* [Records shown]
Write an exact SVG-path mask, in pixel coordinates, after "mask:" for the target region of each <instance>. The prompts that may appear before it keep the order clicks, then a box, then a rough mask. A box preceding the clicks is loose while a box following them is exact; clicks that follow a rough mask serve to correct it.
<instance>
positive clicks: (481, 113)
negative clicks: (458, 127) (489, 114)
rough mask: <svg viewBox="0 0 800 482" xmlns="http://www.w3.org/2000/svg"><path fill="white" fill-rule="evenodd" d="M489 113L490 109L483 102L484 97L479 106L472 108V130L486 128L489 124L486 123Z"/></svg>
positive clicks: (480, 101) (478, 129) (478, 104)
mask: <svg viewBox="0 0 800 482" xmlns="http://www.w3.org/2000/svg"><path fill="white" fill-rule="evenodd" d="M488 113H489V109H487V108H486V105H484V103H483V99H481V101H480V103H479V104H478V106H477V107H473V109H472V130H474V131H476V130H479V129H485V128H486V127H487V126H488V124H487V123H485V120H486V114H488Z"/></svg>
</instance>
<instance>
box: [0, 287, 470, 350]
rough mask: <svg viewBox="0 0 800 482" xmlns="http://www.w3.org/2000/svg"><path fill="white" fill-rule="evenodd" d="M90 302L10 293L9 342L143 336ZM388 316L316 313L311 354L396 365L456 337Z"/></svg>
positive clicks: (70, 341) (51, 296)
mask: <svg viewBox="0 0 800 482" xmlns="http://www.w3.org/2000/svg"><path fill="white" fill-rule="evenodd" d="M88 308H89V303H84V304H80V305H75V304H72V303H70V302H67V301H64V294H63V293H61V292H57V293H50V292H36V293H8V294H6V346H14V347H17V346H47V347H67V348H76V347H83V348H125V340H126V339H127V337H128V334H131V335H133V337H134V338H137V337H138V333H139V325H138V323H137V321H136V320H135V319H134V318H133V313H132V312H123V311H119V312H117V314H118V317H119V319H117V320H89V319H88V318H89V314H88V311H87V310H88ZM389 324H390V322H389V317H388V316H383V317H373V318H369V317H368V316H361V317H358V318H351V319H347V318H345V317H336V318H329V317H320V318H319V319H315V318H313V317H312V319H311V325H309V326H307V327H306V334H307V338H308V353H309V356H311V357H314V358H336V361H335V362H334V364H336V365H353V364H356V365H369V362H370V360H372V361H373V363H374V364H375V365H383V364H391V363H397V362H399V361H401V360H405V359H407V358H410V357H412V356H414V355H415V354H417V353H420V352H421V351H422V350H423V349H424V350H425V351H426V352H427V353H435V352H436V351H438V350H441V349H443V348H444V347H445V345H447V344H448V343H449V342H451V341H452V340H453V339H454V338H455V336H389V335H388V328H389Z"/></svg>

* [Work request] Present every line of the material above as a numbered list, leaving out any blank lines.

* [Answer to this task]
1. Write an exact SVG-path mask, in pixel coordinates, after "mask:" for the target region of each <instance>. The prompts that may appear before it keep the order clicks, then a box, then a rough mask. A box preceding the clicks is loose while a box following them is exact; clicks that follow a rough mask serve to correct it.
2. <instance>
3. positive clicks: (481, 113)
4. negative clicks: (458, 127) (489, 114)
5. rough mask: <svg viewBox="0 0 800 482" xmlns="http://www.w3.org/2000/svg"><path fill="white" fill-rule="evenodd" d="M489 113L490 109L483 102L484 97L479 106L472 108V130L486 128L489 124L486 123Z"/></svg>
6. positive clicks: (480, 101) (478, 129) (478, 104)
7. mask: <svg viewBox="0 0 800 482" xmlns="http://www.w3.org/2000/svg"><path fill="white" fill-rule="evenodd" d="M488 113H489V109H487V108H486V105H484V103H483V99H481V101H480V103H479V104H478V106H477V107H473V109H472V130H474V131H476V130H479V129H485V128H486V127H487V126H488V124H487V123H485V120H486V114H488Z"/></svg>
8. </instance>
9. <instance>
10. box: [0, 287, 470, 350]
11. rough mask: <svg viewBox="0 0 800 482" xmlns="http://www.w3.org/2000/svg"><path fill="white" fill-rule="evenodd" d="M90 302L10 293L9 342L143 336ZM388 316L316 313L311 354L396 365L456 337Z"/></svg>
12. positive clicks: (70, 341) (51, 296)
13. mask: <svg viewBox="0 0 800 482" xmlns="http://www.w3.org/2000/svg"><path fill="white" fill-rule="evenodd" d="M88 308H89V303H84V304H80V305H75V304H72V303H70V302H67V301H64V294H63V293H61V292H57V293H50V292H36V293H8V294H6V346H14V347H17V346H47V347H67V348H76V347H83V348H125V340H126V339H127V337H128V334H131V335H133V337H134V338H137V337H138V333H139V325H138V323H137V321H136V320H135V319H134V318H133V313H132V312H123V311H119V312H117V314H118V317H119V319H117V320H89V319H88V318H89V314H88V311H87V310H88ZM389 324H390V322H389V317H388V316H383V317H373V318H369V317H368V316H361V317H358V318H351V319H347V318H345V317H336V318H329V317H320V318H319V319H315V318H313V317H312V319H311V325H309V326H307V327H306V334H307V338H308V353H309V356H311V357H314V358H336V361H335V362H334V364H336V365H353V364H356V365H369V362H370V360H372V361H373V363H374V364H375V365H383V364H391V363H397V362H399V361H401V360H405V359H407V358H410V357H412V356H414V355H415V354H417V353H420V352H421V351H422V350H423V349H424V350H425V351H426V352H427V353H435V352H436V351H438V350H441V349H443V348H444V347H445V345H447V344H448V343H449V342H451V341H452V340H453V339H454V338H455V336H389V335H388V328H389Z"/></svg>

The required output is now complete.